#### やること
下の一覧の行をすべて番号付きリストに整えてください。空行は入れず、画像は省くこと。
━━━━━ 一覧 ━━━━━
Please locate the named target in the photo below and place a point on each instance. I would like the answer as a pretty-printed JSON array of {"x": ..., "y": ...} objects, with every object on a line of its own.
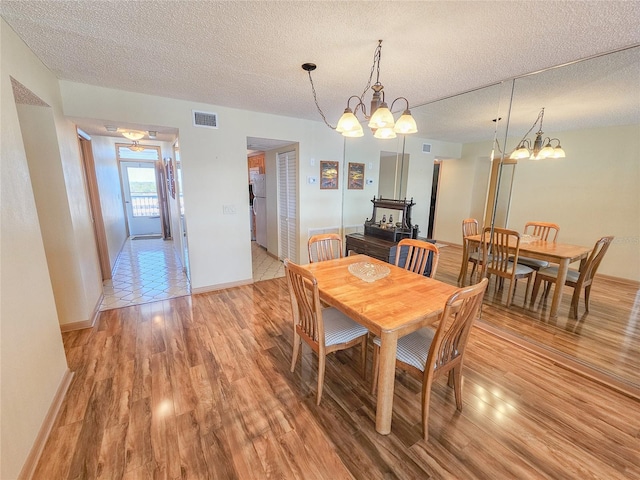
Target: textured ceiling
[{"x": 248, "y": 54}]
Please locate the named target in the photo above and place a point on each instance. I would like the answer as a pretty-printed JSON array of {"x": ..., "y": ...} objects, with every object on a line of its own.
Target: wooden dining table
[
  {"x": 562, "y": 254},
  {"x": 389, "y": 307}
]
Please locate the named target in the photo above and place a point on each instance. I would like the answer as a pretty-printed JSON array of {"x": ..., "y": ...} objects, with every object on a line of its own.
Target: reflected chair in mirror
[
  {"x": 422, "y": 257},
  {"x": 325, "y": 330},
  {"x": 543, "y": 230},
  {"x": 428, "y": 354},
  {"x": 578, "y": 279},
  {"x": 325, "y": 246},
  {"x": 469, "y": 255},
  {"x": 500, "y": 253}
]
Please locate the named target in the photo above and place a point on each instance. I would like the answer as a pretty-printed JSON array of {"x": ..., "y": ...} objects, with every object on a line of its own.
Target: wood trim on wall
━━━━━
#### 完了した作業
1. Please locate the named target in the photo below and place a point on each instance. I would like the answer as a pretty-printed JSON array of {"x": ..., "y": ...} objects, with every object on a line of its own.
2. Target: textured ceiling
3. [{"x": 248, "y": 54}]
4. Please locate the named target in the photo above and place a point on each instance. I would like the answer as a pretty-printed JSON array of {"x": ..., "y": ...} objects, with every object on a line of its own.
5. Target: wooden dining table
6. [
7.   {"x": 562, "y": 254},
8.   {"x": 389, "y": 307}
9. ]
10. Please locate the named target in the photo above and place a point on each instance. I would like the answer as a pretty-printed JSON array of {"x": ..., "y": ...} objects, with every object on a line of its own.
11. Target: reflected chair in mirror
12. [
13.   {"x": 422, "y": 257},
14.   {"x": 325, "y": 330},
15.   {"x": 543, "y": 230},
16.   {"x": 428, "y": 354},
17.   {"x": 578, "y": 279},
18.   {"x": 325, "y": 246},
19.   {"x": 469, "y": 255},
20.   {"x": 500, "y": 253}
21. ]
22. Please locate the named target in the photo above and place a point on each instance. I would like the answer as a pretty-printed JSON array of {"x": ..., "y": ...} objects, with every object on a line of its own.
23. Target: wood trim on wall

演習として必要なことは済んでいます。